QUÉ SE PIDE
Según la columna de opinión sobre la corrupción, ¿quién acuñó la frase "La corrupción somos todos"?

DOCUMENTO FUENTE
************

EL-SUR

Viernes 19 de Abril de 2024

Guerrero, México

Opinión

La corrupción y sus límites

Humberto Musacchio

Noviembre 02, 2017

Uno de los mayores insultos a la sociedad mexicana se lo debemos a José López Portillo, quien acuñó la frase “La corrupción somos todos”. Era una manera de compartir culpas para minimizar la podredumbre de los priistas y hacerla ver como algo intrascendente y, peor aún, común a todos los habitantes del país.
Por supuesto, la corrupción forma parte del entramado del poder, es el cemento que otorga cohesión a quienes se benefician de sobornos, cochupos, mordidas y del saqueo directo a las arcas públicas. Pero por respeto a los funcionarios probos, que también los hay, debe quedar claro que mientras unos se enriquecen ilegítimamente, alguien ha de hacer el trabajo que corresponde al Estado.
Tampoco puede omitirse que gran parte de la sociedad participa de la corrupción, generalmente como víctima, por la sencilla razón de que todo trámite oficial representa largas colas, esperas interminables e injustificadas, favoritismo o marginación indebida y diversas arbitrariedades, lo que obliga a los ciudadanos a aceptar la exacción para resolver cualquier asunto.
Las anteriores son formas de corrupción, digamos, elemental, a ras de suelo. La corrupción grande está en los contratos de alto monto, en su mayoría de obras públicas de las que sale de acuerdo con un funcionario de los honrados, “el lubricante del sistema”, pues se dice –los únicos que lo saben con certeza son los propios involucrados– que para firmar un contrato de obras o de servicios antes se pedía el consabido 10 por ciento, pero en este sexenio la exigencia se eleva hasta el 30 por ciento, lo que encarece las obras y obliga al proveedor a realizarlas sin respetar las mínimas condiciones de funcionamiento y seguridad. Además, ese 30 por ciento no paga impuestos, lo que causa un daño adicional al erario.
Si el contratista tiene que dejar hasta 30 por ciento de lo pactado en manos del funcionario que otorga el contrato, podemos explicarnos los socavones, el daño por los sismos a miles de escuelas y hospitales, el monorriel del aeropuerto capitalino que se descompone cada tercer día, la autopista a Acapulco sujeta a deslaves y permanente bacheo, las obras del tren rápido que triplica sus costos, los sistemas de telefonía o de computación que nunca acaban de funcionar adecuadamente, el mobiliario endeble que debe cambiarse con injustificable frecuencia, y así, hasta la náusea.

************

DATOS REGISTRADOS
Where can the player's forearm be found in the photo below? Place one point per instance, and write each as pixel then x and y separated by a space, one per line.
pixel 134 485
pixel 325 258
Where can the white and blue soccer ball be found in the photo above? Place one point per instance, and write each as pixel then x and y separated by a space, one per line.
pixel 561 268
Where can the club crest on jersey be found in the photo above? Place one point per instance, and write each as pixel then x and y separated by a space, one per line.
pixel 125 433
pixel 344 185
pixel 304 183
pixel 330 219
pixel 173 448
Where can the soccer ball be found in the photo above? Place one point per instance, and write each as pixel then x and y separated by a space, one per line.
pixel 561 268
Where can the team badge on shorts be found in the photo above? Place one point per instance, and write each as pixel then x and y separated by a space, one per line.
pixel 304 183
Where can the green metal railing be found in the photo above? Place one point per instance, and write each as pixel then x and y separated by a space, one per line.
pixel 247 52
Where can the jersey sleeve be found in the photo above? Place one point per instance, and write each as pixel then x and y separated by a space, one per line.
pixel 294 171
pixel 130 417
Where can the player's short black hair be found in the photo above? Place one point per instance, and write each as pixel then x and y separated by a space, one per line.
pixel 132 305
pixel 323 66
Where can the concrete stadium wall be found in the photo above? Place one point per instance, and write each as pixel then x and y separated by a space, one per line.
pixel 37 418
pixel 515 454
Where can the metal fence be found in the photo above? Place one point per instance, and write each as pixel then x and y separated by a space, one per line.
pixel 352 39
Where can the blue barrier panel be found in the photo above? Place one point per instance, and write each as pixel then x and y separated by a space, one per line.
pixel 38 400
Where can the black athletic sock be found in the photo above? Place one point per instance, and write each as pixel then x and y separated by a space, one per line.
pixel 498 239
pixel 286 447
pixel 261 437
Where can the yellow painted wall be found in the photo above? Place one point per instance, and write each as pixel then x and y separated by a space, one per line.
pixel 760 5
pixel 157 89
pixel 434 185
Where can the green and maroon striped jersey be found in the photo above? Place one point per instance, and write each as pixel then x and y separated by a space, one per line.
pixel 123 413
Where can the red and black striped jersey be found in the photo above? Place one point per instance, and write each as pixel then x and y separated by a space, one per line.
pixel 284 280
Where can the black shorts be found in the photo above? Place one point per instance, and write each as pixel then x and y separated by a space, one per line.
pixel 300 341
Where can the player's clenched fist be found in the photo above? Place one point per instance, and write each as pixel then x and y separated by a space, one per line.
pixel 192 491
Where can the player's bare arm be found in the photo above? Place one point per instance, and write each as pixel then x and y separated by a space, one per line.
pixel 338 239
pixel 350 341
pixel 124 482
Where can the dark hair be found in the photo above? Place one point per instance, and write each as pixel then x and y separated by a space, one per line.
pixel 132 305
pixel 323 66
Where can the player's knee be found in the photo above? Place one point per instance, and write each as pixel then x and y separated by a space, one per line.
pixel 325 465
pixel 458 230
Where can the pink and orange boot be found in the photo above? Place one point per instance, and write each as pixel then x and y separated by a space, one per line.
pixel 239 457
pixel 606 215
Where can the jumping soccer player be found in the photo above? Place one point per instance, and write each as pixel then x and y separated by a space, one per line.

************

RESPUESTA ESCRITA
José López Portillo.